### [To-do list]
**A.** Write out the interview on start-up funding word for word, between "ECT: What is" and "do start-ups have?", inclusive.
**B.** Extract each line of the records that contains the string "grass".

ECT: So you had trouble raising the amount of funding you needed because of the current economic downturn?


We computed the value of our company based on a business model plus an industry multiplier. This multiplier is based on different evaluation models depending on the industry involved. A startup with no revenue yet is forced to rely on a guesstimate of future value to get new a multiplier. The lower the multiplier, the worse the money deal. The new formula leaves less money for the start-up with more ownership of the company held by the VC funding agency.

ECT: How is this situation impacting technology start-ups?


Another factor is that the deal volume is not uniform. The so-called VC math has gone out of alignment over the last few years. As a result, VCs are not giving out money because SMBs are not taking the deal.

ECT: So you are saying that VCs are now presenting a new attitude toward technology start-ups?


It used to be that SMBs would come with a plan written on a napkin to a meeting with a VC agency. Now VCs are demanding more preparation. For instance, VCs want more investors. As a result, entrepreneurs are increasingly going to different sources of funding, such as angel backers. Another change is that [because of the funding crunch] companies are starting without having full capacity in place. Instead, they use a pay-as-you-go model. For instance, we started Syncplicity by renting storage and servers as we go.

ECT: What is the impact in terms of dollars and cents?


This change in the VC funding environment is leading to different economics. It used to cost $4 million to launch a company. Now you can do it on hundreds of thousands of dollars because you don’t have to buy everything. A lot of VCs do well with their first funding round, maybe $100 million. Each partner needs $33 million to bring to the table. But for the second round of funding, SMBs expand, and this forces up the amount each partner has to kick in.

ECT: You mentioned earlier that start-ups are not getting what they need from VC funding or are rejecting the funding offer due to its high stake. What other options do start-ups have?

[Excerpts from location labeling data]
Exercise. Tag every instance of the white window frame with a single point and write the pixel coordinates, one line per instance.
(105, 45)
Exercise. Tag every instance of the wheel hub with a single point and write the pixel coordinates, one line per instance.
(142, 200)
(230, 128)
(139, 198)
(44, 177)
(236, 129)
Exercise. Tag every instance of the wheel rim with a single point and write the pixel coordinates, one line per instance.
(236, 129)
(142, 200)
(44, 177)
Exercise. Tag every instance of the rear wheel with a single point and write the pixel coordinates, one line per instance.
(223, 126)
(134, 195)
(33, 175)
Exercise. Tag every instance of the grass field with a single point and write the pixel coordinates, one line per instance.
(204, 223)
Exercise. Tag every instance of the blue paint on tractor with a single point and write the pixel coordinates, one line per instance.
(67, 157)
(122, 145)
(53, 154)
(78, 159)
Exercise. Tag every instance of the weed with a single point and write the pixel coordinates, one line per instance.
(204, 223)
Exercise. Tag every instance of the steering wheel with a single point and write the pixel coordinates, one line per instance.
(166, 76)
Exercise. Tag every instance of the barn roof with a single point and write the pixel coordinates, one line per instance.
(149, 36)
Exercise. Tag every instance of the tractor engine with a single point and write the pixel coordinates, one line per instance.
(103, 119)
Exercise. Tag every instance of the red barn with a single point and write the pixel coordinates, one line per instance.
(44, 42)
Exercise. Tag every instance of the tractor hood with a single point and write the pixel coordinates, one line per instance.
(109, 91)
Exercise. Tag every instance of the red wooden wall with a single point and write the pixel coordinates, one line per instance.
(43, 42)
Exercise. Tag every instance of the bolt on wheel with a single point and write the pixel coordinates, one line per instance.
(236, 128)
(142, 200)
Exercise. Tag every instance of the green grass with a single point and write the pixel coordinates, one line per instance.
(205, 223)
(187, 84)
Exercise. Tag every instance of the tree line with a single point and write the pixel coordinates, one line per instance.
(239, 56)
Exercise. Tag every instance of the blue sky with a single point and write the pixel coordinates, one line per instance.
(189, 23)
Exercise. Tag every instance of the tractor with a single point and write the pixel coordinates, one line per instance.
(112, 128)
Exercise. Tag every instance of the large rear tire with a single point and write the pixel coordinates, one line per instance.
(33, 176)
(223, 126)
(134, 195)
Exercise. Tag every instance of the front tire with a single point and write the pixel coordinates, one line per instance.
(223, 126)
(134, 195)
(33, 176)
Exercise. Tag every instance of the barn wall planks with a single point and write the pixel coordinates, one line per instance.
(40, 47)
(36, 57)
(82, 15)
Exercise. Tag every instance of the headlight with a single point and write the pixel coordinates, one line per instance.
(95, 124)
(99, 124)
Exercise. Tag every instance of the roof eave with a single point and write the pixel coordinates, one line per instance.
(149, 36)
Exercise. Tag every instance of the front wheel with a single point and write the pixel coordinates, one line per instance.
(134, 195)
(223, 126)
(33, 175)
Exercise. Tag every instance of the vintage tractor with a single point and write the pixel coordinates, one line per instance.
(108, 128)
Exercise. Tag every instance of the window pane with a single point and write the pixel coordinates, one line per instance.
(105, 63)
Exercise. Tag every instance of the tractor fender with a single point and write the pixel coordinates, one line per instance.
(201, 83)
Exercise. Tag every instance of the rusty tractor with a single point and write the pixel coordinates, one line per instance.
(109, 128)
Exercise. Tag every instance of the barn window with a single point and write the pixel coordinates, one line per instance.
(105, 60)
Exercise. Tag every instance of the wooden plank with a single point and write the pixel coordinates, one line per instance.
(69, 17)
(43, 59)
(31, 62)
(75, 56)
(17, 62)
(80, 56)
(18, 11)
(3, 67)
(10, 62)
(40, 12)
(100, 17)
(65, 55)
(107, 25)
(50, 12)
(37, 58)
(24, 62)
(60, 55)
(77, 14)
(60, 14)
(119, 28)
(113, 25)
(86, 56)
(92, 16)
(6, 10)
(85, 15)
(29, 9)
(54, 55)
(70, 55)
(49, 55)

### [List of solutions]
**A.**
ECT: What is the impact in terms of dollars and cents?


This change in the VC funding environment is leading to different economics. It used to cost $4 million to launch a company. Now you can do it on hundreds of thousands of dollars because you don’t have to buy everything. A lot of VCs do well with their first funding round, maybe $100 million. Each partner needs $33 million to bring to the table. But for the second round of funding, SMBs expand, and this forces up the amount each partner has to kick in.

ECT: You mentioned earlier that start-ups are not getting what they need from VC funding or are rejecting the funding offer due to its high stake. What other options do start-ups have?

**B.**
Exercise. Tag every instance of the grass field with a single point and write the pixel coordinates, one line per instance.
Exercise. Tag every instance of the green grass with a single point and write the pixel coordinates, one line per instance.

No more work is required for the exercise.